_WHAT TO PRODUCE_
Print out each entry below exactly, please.

─── RECORDS SUPPLIED ───

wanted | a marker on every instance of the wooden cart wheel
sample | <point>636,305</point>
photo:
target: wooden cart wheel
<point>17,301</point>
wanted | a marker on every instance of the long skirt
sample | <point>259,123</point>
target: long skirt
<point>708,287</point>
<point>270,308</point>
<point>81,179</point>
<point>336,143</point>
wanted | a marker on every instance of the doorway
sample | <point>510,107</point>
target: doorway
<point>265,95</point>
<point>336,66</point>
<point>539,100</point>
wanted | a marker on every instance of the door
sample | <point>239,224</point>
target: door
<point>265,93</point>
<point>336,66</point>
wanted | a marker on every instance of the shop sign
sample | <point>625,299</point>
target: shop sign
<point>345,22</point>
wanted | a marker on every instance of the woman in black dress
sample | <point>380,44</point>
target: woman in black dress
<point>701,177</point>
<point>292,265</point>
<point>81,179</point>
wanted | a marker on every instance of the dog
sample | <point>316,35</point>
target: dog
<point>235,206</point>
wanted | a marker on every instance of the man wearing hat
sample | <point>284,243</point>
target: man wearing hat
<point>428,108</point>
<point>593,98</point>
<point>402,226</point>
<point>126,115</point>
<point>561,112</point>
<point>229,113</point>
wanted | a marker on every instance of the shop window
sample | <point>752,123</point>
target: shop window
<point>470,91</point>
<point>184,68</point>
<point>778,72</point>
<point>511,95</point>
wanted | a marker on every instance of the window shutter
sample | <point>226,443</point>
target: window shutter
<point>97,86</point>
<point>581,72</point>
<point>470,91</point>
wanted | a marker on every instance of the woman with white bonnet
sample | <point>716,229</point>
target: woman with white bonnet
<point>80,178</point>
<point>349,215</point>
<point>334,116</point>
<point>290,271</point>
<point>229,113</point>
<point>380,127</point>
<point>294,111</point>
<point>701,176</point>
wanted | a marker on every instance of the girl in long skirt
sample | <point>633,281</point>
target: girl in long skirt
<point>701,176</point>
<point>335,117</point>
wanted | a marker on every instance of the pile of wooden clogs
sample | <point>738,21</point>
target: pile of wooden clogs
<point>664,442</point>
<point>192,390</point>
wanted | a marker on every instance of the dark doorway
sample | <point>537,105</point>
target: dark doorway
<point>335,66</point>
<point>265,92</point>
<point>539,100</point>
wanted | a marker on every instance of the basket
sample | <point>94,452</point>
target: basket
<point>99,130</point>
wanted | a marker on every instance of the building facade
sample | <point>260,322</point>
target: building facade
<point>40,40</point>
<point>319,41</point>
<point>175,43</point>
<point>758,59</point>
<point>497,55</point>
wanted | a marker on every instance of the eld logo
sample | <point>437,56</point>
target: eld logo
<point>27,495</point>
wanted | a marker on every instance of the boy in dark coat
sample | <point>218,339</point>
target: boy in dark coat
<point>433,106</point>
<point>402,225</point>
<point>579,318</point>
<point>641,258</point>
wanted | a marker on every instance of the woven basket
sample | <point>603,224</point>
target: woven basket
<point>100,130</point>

───

_RESPONSE TO THE TASK_
wanted | a marker on every instance of the wooden cart wheel
sample | <point>636,305</point>
photo:
target: wooden cart wheel
<point>17,301</point>
wanted | a marker on every instance of the long skirt
sample | <point>259,123</point>
target: long skirt
<point>708,287</point>
<point>270,308</point>
<point>81,179</point>
<point>336,143</point>
wanted | a marker on every instance of the doorway
sample | <point>510,107</point>
target: doorway
<point>265,95</point>
<point>336,66</point>
<point>539,100</point>
wanted | a marker on every instance of the door
sample | <point>239,224</point>
target: door
<point>265,93</point>
<point>336,66</point>
wanted | a marker on every instance of the shop sign
sample | <point>625,299</point>
target: shop sign
<point>345,22</point>
wanted | a marker on every instance of the woman in black dress
sample | <point>380,44</point>
target: woman in black dress
<point>701,177</point>
<point>292,265</point>
<point>81,179</point>
wanted | a marker on every instance of the dog
sample | <point>316,35</point>
target: dog
<point>235,206</point>
wanted | a marker on every instance of the man wearing hat
sample | <point>284,243</point>
target: man wearing hat
<point>428,108</point>
<point>593,98</point>
<point>402,226</point>
<point>126,115</point>
<point>561,112</point>
<point>229,113</point>
wanted | a marker on every instance of the shop window
sample | <point>752,123</point>
target: shop window
<point>470,91</point>
<point>184,68</point>
<point>778,72</point>
<point>511,95</point>
wanted | a marker on every instance of the window shutter
sample | <point>226,443</point>
target: window shutter
<point>97,86</point>
<point>581,72</point>
<point>470,91</point>
wanted | a marker on every instance of the woman with white bonnet
sample | <point>716,229</point>
target: woman with white bonnet
<point>80,178</point>
<point>349,215</point>
<point>334,116</point>
<point>290,271</point>
<point>229,113</point>
<point>380,127</point>
<point>294,111</point>
<point>701,176</point>
wanted | a marker on every instance of the girl in long skirt
sample | <point>633,281</point>
target: girl in long skirt
<point>701,176</point>
<point>335,117</point>
wanted | a marker on every instance of the pile of wooden clogs
sample | <point>738,21</point>
target: pile of wooden clogs
<point>664,442</point>
<point>192,390</point>
wanted | a marker on every instance of the dark doorway
sample | <point>537,105</point>
target: dark doorway
<point>335,66</point>
<point>265,92</point>
<point>539,100</point>
wanted | a marker on every instance of the basket
sample | <point>94,452</point>
target: basket
<point>99,130</point>
wanted | a marker on every instance of the building facade
sample | <point>260,322</point>
target: building facade
<point>40,40</point>
<point>319,41</point>
<point>175,43</point>
<point>758,59</point>
<point>497,55</point>
wanted | a marker on every instance of the eld logo
sample | <point>437,56</point>
target: eld logo
<point>27,495</point>
wanted | a marker on every instance of the boy in dark coat
sample | <point>218,339</point>
target: boy in dark coat
<point>433,106</point>
<point>402,225</point>
<point>579,318</point>
<point>641,258</point>
wanted | a marker on every instance of the woven basket
sample | <point>603,224</point>
target: woven basket
<point>100,130</point>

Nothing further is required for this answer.